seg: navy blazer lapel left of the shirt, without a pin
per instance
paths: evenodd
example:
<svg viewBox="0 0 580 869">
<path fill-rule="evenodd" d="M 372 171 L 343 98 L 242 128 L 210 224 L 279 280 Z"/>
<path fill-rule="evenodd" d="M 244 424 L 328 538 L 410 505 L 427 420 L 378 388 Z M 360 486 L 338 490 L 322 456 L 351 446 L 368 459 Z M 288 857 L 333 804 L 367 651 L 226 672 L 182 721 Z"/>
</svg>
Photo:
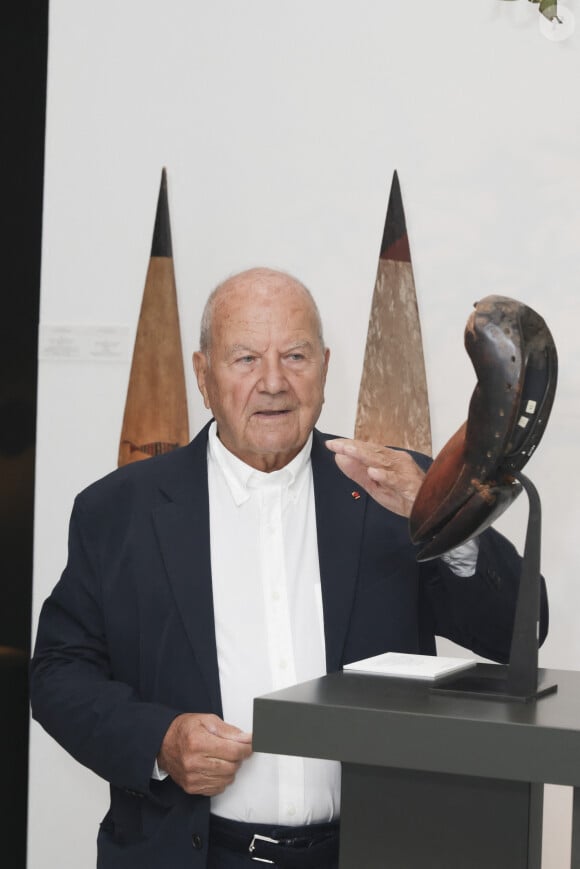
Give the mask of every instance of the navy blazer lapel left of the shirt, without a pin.
<svg viewBox="0 0 580 869">
<path fill-rule="evenodd" d="M 175 602 L 207 687 L 211 709 L 221 715 L 215 639 L 209 503 L 207 426 L 182 452 L 182 463 L 161 488 L 167 498 L 154 510 L 159 545 Z"/>
</svg>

* Directions *
From the first line to the last, repeat the data above exactly and leave the pictures out.

* Response *
seg: navy blazer lapel left of the shirt, without a pin
per instance
paths: evenodd
example:
<svg viewBox="0 0 580 869">
<path fill-rule="evenodd" d="M 372 171 L 343 98 L 242 128 L 210 224 L 279 280 Z"/>
<path fill-rule="evenodd" d="M 244 424 L 328 538 L 410 505 L 427 420 L 378 388 Z M 360 486 L 338 490 L 322 456 L 351 446 L 368 459 Z M 288 857 L 333 804 L 367 651 L 226 672 L 182 721 Z"/>
</svg>
Photo:
Give the mask of every instance of the navy blazer lapel left of the shirt, without a pin.
<svg viewBox="0 0 580 869">
<path fill-rule="evenodd" d="M 175 602 L 207 687 L 211 709 L 221 715 L 215 639 L 209 503 L 207 426 L 182 452 L 182 463 L 161 488 L 167 498 L 154 510 L 159 545 Z"/>
</svg>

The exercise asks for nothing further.